>> start

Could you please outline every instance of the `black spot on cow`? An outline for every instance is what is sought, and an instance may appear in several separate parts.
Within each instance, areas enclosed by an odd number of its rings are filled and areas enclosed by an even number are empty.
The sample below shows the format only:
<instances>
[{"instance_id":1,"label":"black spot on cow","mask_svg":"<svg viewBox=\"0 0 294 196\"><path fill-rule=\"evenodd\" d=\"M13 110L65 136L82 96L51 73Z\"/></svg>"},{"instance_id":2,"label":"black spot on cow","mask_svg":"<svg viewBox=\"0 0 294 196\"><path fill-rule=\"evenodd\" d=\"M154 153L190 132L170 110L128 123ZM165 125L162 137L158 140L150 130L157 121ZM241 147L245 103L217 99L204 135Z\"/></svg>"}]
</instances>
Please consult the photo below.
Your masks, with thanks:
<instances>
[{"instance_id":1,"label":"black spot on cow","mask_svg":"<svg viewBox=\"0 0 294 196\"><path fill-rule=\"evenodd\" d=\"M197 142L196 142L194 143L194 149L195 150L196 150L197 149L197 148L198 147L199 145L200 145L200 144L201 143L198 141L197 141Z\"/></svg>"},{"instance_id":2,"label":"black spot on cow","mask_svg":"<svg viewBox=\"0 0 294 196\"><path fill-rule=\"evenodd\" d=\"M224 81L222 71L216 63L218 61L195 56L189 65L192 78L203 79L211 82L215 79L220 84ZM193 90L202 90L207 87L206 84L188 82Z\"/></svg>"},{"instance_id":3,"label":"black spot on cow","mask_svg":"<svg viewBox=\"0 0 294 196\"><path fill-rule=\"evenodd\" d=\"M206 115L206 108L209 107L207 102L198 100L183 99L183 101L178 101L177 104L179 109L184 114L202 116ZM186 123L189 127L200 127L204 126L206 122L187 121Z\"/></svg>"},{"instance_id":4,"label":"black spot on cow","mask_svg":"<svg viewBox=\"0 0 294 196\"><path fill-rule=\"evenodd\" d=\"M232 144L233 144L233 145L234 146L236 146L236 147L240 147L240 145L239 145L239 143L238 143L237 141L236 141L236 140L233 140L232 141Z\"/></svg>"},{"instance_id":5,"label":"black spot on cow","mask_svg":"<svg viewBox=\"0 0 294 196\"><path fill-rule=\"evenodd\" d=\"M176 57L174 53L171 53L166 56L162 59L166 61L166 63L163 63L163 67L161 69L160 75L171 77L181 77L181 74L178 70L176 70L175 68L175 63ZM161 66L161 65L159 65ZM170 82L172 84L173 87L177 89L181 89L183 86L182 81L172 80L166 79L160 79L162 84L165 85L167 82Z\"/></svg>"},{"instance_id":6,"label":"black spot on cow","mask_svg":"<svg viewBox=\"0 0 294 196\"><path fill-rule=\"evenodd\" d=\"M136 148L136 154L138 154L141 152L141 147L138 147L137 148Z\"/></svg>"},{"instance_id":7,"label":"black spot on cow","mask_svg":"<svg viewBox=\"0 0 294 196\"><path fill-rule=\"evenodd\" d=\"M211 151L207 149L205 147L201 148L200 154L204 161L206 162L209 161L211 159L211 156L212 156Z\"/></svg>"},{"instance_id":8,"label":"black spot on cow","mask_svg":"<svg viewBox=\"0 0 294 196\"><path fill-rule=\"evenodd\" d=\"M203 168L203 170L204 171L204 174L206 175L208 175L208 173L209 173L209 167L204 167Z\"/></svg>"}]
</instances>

>> end

Written instruction: Return each line of the entries above that contains the word "below", treating uppercase and lowercase letters as different.

Exercise output:
The sample below shows the format only:
Please consult the photo below.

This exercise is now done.